Stored data entries:
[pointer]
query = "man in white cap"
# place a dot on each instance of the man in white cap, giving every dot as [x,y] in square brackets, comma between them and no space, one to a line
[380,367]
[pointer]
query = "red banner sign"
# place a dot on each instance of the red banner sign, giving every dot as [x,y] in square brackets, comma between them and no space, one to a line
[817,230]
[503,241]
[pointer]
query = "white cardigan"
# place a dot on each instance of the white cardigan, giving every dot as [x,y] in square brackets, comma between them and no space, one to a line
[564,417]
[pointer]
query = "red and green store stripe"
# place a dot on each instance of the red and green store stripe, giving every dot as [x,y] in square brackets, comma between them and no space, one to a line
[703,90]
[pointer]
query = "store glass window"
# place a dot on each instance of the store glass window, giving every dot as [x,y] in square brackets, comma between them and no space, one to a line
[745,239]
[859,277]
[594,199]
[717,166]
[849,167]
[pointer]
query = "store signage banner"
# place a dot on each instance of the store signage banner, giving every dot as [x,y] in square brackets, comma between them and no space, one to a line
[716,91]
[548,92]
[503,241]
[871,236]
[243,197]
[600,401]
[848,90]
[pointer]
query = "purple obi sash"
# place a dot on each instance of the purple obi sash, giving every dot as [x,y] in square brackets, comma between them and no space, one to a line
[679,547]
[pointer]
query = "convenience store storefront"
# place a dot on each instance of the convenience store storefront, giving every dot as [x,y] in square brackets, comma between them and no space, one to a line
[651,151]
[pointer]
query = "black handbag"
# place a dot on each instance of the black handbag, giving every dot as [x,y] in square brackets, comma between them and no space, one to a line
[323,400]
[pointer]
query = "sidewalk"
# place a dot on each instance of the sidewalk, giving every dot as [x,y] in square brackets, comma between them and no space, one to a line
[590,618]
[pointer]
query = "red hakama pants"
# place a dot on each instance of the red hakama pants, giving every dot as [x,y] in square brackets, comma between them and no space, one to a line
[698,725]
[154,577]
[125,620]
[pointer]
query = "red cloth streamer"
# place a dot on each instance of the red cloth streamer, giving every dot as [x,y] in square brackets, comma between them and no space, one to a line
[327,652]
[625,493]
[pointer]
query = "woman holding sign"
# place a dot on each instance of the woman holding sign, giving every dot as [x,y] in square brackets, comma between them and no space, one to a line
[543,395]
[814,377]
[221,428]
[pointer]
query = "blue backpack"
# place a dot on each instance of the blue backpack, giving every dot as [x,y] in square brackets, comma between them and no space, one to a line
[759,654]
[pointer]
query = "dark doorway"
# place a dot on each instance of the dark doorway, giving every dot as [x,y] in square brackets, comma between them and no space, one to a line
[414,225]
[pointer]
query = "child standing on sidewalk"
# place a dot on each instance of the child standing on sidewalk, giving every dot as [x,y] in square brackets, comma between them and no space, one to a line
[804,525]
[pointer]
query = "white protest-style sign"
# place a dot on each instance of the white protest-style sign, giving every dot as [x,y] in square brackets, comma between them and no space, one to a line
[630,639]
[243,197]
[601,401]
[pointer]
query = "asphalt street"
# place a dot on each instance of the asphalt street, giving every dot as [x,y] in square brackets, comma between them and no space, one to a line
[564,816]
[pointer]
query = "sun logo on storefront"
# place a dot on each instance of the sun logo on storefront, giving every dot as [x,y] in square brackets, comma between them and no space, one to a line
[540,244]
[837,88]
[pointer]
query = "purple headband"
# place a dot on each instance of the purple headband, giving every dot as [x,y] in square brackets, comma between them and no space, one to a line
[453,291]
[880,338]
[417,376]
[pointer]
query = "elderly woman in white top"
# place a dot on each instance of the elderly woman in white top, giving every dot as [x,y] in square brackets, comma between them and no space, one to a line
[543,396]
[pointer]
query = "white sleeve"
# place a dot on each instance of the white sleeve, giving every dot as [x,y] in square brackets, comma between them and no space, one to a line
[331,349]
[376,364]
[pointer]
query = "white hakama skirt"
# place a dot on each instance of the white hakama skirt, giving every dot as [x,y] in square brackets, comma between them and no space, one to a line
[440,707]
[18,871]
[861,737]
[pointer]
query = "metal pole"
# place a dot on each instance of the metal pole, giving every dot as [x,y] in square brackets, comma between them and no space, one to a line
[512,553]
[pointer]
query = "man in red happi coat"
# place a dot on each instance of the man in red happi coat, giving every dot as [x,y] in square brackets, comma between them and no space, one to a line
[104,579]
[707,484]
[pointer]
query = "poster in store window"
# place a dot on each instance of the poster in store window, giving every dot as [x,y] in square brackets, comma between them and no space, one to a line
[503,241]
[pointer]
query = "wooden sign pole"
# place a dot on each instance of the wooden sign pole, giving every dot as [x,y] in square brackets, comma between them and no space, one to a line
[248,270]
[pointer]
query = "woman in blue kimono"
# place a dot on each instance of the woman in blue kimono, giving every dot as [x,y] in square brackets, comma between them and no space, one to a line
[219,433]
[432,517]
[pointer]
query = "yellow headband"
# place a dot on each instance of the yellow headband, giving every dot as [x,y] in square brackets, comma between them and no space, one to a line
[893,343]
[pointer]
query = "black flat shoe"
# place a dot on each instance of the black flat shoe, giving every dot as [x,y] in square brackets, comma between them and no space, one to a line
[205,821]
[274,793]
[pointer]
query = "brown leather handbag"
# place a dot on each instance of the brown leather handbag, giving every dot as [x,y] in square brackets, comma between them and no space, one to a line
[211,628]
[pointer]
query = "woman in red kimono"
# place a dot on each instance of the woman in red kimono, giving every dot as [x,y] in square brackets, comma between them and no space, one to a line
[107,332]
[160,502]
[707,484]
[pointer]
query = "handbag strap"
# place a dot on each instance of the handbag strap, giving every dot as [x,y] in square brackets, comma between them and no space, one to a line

• [Exercise objective] In the records above, find each line that mentions the word "strap", and copy it.

• [Reply]
query = "handbag strap"
# place a dot on each instance of the handbag strap, giving every dot as [x,y] in square brackets, comma between them and no space, one to a line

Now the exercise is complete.